> Page extract:

......

Date: 03/13/2002 at 22:38:48
From: T.J.
Subject: Parabolas, -b/2a?


I've thought about why the form -b/2a works when trying to graph 
a parabola, but I just cannot figure it out. I asked my teacher and 
she said just not to worry about it.  I couldn't not worry about it 
because I only learn how to do the math when I understand why it 

Thanks ahead of time!

Date: 03/14/2002 at 08:35:31
From: Doctor Floor
Subject: Re: Parabolas, -b/2a?

Hi, T.J.,

Thanks for your question.

Let's consider the parabola y = ax^2 + bx + c. Let's find the 
intersections with y = c; if we have found these intersections, 
then we know that the midpoint of these intersections gives the 
x-coordinate of the vertex of the parabola, because the parabola is 
symmetric in the vertical line through the vertex. We choose y = c in 
order to eliminate c from the equation to find the intersections.

......

> Material:
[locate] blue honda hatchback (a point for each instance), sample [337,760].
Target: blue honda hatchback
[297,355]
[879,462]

......

In the parabola thread, how would you put this sentence into Spanish: "We choose y = c in order to eliminate c from the equation to find the intersections."

> Answer to the exercise:
Elegimos y = c con el fin de eliminar c de la ecuación para hallar las intersecciones.